**Task goal**
Please output the following records line for line, with no changes.

========

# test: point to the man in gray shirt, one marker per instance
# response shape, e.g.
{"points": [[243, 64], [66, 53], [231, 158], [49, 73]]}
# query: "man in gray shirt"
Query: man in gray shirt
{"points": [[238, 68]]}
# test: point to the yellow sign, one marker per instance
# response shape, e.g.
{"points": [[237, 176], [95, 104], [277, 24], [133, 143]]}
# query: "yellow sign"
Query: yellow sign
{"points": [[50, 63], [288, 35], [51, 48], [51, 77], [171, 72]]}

========

**Answer to the problem**
# test: point to the man in gray shirt, one marker per instance
# response shape, e.g.
{"points": [[243, 64], [66, 53], [231, 158], [49, 73]]}
# query: "man in gray shirt"
Query: man in gray shirt
{"points": [[238, 68]]}
# test: point to the yellow sign, one marker per instance
# response shape, e.g.
{"points": [[237, 176], [95, 104], [277, 24], [133, 143]]}
# query: "yellow sign"
Query: yellow sign
{"points": [[50, 63], [288, 35], [51, 48], [51, 77], [171, 72]]}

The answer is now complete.